(Selected text begins)

The U.S. Senate has rejected by a 50 to 48 vote a Democratic-sponsored measure calling for U.S. troops to be withdrawn from Iraq by March of next year. VOA's Deborah Tate reports from Capitol Hill.
The vote was largely along party lines in the narrowly-divided Senate, with minority Republicans opposing the measure on grounds that it would embolden the enemy and allow lawmakers to micromanage the war in Iraq.
"This is a dangerous piece of legislation. It is constitutionally dubious, and it would authorize a scattered band of United States senators to literally tie the hands of the commander in chief at a moment of decisive importance in the fight against terrorism in Iraq," said Senator Mitch McConnell of Kentucky, the top Republican in the Senate.
Several Democrats crossed party lines to join Republicans in opposition to the measure. Only one Republican, Senator Gordon Smith of Oregon, voted for the resolution, which was sponsored by Senate Majority Leader Harry Reid of Nevada.
Reid argued that President Bush's plan in Iraq is not working. "Iraq is in a state of chaos. There is literally no stability. United States troops are policing a civil war, a protracted civil war," he said.
Although the measure was defeated, supporters say their votes reflect the sentiment of the American people, whom public opinion polls show disapprove of the Iraq war.
Senate Democrats note they will have another chance to debate the war when President Bush's supplemental budget request for Iraq and Afghanistan comes to the Senate floor in the coming weeks.

(Selected text ends)

| What the exercise asks |
Rewrite the Senate vote report between "The U.S. Senate" and "in the Senate.", inclusive, replacing "embolden" with "encourage".

(Supplied entries begins)

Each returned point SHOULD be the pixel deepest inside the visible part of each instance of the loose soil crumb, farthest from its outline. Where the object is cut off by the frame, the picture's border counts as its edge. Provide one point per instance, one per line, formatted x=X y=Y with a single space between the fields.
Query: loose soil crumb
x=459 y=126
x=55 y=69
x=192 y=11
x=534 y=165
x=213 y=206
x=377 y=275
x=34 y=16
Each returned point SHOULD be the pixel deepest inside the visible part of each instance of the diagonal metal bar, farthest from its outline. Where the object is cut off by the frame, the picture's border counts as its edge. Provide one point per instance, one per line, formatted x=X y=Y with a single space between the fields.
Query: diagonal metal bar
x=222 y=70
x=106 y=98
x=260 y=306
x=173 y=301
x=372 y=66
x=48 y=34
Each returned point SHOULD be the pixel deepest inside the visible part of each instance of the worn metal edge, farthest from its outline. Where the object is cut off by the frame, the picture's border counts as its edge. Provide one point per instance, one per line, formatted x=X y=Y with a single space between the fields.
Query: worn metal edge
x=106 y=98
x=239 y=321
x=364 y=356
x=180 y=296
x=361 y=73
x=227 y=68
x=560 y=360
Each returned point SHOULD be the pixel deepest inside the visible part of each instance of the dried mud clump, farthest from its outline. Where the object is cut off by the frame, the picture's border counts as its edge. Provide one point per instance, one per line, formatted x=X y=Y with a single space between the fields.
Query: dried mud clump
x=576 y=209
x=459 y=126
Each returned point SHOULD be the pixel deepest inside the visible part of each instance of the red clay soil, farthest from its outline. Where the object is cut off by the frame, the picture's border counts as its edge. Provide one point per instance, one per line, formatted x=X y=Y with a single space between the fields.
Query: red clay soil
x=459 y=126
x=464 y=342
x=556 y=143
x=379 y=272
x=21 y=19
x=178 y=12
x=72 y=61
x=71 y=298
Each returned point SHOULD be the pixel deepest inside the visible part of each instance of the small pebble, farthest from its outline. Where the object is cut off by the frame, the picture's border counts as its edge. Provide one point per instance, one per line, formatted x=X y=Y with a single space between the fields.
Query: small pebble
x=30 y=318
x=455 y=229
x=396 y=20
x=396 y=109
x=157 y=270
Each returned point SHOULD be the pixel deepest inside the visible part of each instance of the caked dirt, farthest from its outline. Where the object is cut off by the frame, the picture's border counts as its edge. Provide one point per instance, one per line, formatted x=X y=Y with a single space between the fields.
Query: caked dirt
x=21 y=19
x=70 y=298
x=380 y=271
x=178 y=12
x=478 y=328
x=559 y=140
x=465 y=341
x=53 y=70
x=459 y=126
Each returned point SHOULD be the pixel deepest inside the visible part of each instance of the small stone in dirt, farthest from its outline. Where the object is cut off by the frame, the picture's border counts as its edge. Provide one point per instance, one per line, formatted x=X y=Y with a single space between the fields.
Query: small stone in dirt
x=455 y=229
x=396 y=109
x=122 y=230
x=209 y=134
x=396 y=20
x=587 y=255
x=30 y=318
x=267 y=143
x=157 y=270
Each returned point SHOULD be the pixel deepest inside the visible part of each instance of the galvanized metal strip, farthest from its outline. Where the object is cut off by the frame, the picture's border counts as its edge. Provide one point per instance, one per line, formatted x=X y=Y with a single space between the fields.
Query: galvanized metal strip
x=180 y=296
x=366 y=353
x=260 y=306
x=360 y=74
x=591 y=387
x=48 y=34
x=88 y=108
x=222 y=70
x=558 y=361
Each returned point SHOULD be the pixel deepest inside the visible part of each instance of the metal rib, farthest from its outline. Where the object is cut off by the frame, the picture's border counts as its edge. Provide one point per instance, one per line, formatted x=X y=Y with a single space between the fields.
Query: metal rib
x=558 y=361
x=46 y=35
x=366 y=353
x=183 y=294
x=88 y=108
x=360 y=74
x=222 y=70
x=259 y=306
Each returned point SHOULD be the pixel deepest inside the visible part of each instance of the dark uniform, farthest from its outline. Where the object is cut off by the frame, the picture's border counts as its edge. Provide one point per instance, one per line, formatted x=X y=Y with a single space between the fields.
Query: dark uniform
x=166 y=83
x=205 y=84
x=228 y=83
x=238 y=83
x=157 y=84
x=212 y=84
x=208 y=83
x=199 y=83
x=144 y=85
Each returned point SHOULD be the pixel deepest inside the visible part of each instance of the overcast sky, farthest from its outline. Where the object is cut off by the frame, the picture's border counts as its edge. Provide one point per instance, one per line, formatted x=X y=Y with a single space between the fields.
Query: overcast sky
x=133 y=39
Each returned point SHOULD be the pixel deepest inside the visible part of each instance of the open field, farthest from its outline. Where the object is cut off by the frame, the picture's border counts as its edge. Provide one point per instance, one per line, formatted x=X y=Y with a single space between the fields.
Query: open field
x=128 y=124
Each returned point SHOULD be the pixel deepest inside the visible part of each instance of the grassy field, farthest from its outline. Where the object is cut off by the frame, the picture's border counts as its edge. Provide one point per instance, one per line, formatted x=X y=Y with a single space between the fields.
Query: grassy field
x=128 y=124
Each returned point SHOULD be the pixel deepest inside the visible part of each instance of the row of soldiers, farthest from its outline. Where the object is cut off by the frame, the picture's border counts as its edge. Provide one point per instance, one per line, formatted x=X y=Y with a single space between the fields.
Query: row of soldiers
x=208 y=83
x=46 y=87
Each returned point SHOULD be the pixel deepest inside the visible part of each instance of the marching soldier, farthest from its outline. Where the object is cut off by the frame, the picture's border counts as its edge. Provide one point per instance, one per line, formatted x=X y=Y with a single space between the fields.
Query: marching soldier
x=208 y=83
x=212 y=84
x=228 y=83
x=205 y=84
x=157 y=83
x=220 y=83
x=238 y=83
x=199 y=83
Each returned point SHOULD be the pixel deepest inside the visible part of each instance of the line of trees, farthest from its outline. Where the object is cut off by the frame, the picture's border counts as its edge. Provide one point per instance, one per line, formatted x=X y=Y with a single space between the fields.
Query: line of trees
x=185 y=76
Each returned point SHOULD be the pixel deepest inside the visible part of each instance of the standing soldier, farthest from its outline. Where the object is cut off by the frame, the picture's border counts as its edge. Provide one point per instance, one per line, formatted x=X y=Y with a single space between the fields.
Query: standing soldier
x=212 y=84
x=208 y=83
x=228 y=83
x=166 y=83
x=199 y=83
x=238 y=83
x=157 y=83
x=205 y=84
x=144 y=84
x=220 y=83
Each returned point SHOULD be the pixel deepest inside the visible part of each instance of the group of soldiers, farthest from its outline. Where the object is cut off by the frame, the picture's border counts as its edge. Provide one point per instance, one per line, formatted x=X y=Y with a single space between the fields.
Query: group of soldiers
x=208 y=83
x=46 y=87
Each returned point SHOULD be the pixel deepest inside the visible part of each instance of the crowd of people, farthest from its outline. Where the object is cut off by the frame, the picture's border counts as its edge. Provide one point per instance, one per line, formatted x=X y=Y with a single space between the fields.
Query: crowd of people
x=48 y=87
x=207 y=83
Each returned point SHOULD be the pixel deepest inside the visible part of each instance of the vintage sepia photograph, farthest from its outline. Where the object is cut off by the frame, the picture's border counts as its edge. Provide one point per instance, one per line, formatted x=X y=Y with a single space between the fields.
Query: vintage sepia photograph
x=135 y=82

(Supplied entries ends)

| Finished exercise |
The U.S. Senate has rejected by a 50 to 48 vote a Democratic-sponsored measure calling for U.S. troops to be withdrawn from Iraq by March of next year. VOA's Deborah Tate reports from Capitol Hill.
The vote was largely along party lines in the narrowly-divided Senate, with minority Republicans opposing the measure on grounds that it would encourage the enemy and allow lawmakers to micromanage the war in Iraq.
"This is a dangerous piece of legislation. It is constitutionally dubious, and it would authorize a scattered band of United States senators to literally tie the hands of the commander in chief at a moment of decisive importance in the fight against terrorism in Iraq," said Senator Mitch McConnell of Kentucky, the top Republican in the Senate.